#### Extracted text:
Deploy Your Fine-Tuned Llama Model: From Hugging Face to Production with Ollama and Cloud Run

A complete guide to training, converting, and serving your own fine tuned language model at scale.

Sep 02, 2025

TL;DR: What We're Building

In my previous article, I walked through the process of fine-tuning a Llama model for specific use cases and storing it on Hugging Face. Today, we're taking the next crucial step: deploying that model in production where it can serve real-world traffic efficiently and cost-effectively.

Thanks for reading RIDDHIMAN’s Substack! Subscribe for free to receive new posts and support my work.

By the end of this guide, you'll have:

Converted the Fine tuned model on HuggingFace to GGUF format for optimal inference performance with Ollama.
Deployed the model to Google Cloud Run using L4 GPU acceleration for production-ready serving.
Created a scalable API endpoint that can handle concurrent requests with proper authentication.

This approach gives you complete control over your model while leveraging Google Cloud's infrastructure for reliable, scalable deployment.

Let’s Dive Deep into it!

The first step is to create a GGUF-optimized version of a fine-tuned language model for local deployment. The code is shared below:

#Imports
from huggingface_hub import snapshot_download
from huggingface_hub import HfApi
api = HfApi()

#Download the model from HuggingFace
model_id="rsher60/llama3.2-1B-text2sql-finetuned"
snapshot_download(repo_id=model_id, local_dir="rsher60-hf",
                  local_dir_use_symlinks=False, revision="main")

#Clone the llama.cpp git repo
!git clone https://github.com/ggerganov/llama.cpp.git

# Download the requirements.
!pip install -r llama.cpp/requirements.txt

# Convert the model in GGUF format
!python llama.cpp/convert_hf_to_gguf.py rsher60-hf \
  --outfile rsher60-llama3.2-1B-text2sql-finetuned.gguf \
  --outtype q8_0

# Save the model 
model_id = "rsher60/llama3.2-1B-text2sql-finetuned-gguf"
api.create_repo(model_id, exist_ok=True, repo_type="model")
api.upload_file(
    path_or_fileobj="rsher60-llama3.2-1B-text2sql-finetuned.gguf",
    path_in_repo="rsher60-llama3.2-1B-text2sql-finetuned.gguf",
    repo_id=model_id,
)

What It Does:

Downloads the original fine-tuned model from HuggingFace (rsher60/llama3.2-1B-text2sql-finetuned)
Converts it to GGUF format using llama.cpp tools with Q8_0 quantization (high quality, ~50% size reduction due to 8-bit quantization)
Creates a new repository (rsher60/llama3.2-1B-text2sql-finetuned-gguf) and uploads the optimized version

Deploying the Model on Cloud Run

We will be using Google Cloud’s serverless service Cloud Run. Before we, proceed deployment, we need to do some capacity and resource planning.

Production Capacity Planning

Before deploying, it's crucial to understand realistic user behavior patterns, not theoretical maximums. Based on production data from similar deployments:

User Activity Breakdown:

Total registered users: 20,000
Daily Active Users (DAU): 4,000 (20% conversion rate)

#### Exercise:
Continue the guide on deploying a fine-tuned Llama model with Ollama and Cloud Run, picking up after its last line.

(Excerpts from a location annotation dataset)
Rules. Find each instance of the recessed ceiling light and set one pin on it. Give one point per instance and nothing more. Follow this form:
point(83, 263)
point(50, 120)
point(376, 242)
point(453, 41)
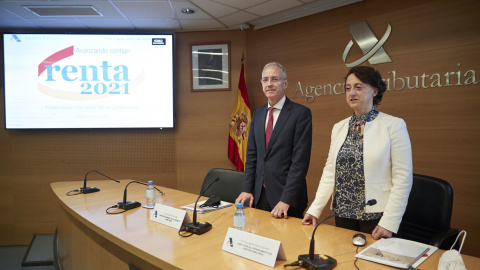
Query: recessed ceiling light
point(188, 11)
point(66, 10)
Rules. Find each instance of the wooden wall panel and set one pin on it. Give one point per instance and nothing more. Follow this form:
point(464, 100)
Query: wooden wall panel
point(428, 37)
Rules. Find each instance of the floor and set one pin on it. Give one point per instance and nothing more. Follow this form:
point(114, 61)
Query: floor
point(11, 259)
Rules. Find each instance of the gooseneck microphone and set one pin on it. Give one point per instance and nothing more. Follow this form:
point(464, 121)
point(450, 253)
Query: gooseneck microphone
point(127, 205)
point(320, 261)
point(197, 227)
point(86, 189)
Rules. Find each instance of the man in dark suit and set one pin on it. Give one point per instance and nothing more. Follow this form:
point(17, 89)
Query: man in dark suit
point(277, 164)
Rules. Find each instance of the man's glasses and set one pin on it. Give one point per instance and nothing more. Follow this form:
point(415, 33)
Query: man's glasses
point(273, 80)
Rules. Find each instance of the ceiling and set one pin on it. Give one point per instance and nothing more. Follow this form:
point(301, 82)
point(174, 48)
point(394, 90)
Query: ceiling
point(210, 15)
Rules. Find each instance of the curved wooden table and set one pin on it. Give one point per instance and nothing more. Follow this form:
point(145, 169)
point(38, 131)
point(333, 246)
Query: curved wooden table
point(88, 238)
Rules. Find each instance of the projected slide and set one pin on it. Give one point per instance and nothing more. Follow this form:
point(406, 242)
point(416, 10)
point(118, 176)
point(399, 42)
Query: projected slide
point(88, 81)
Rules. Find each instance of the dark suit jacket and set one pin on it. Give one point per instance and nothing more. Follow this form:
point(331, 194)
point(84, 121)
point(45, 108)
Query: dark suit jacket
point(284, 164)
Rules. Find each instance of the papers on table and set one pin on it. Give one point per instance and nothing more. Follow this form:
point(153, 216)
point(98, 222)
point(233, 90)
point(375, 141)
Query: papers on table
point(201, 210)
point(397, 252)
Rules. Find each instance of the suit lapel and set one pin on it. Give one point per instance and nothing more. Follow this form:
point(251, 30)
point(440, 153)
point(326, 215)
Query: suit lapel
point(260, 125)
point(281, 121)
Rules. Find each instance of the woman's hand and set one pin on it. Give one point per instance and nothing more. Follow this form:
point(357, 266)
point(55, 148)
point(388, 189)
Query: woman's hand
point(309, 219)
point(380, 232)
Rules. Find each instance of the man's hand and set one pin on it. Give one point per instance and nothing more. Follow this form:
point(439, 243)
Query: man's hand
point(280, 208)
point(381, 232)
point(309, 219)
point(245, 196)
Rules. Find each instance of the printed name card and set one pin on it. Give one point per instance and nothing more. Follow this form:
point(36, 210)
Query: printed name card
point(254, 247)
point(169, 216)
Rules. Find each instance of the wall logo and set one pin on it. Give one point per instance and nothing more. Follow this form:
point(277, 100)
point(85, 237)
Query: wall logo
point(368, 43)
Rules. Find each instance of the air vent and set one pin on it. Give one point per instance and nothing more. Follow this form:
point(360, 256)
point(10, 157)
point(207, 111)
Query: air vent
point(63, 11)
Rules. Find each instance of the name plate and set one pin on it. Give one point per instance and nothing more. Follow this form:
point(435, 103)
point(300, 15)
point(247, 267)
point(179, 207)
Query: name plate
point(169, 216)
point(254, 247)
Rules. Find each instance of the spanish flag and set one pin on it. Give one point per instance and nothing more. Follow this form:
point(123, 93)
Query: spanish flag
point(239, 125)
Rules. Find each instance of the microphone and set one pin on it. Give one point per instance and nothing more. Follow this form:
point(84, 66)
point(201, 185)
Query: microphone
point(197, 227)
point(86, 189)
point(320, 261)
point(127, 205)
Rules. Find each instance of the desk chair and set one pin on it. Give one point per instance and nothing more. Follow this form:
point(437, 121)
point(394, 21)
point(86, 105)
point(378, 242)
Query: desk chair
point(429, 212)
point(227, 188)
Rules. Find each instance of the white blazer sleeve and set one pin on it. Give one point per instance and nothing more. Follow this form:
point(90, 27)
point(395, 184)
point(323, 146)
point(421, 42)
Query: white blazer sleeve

#### Solved problem:
Peak concurrent users: 280-400 (7-10% of DAU during peak hours)
Average session duration: 8-12 minutes
Requests per session: 3-8 requests
Think time between requests: 2-4 minutes

Realistic Request Patterns:

Sustained RPS: ~2 requests per second
Peak burst RPS: ~53 requests per second (during traffic spikes)
Average request processing time: 2-5 seconds per inference

GPU Memory Architecture Analysis

Understanding NVIDIA L4 GPU memory allocation is critical for proper scaling:

NVIDIA L4 GPU (24GB VRAM) Memory Allocation:
├── Model weights: 1.33 GB (loaded once, shared across users)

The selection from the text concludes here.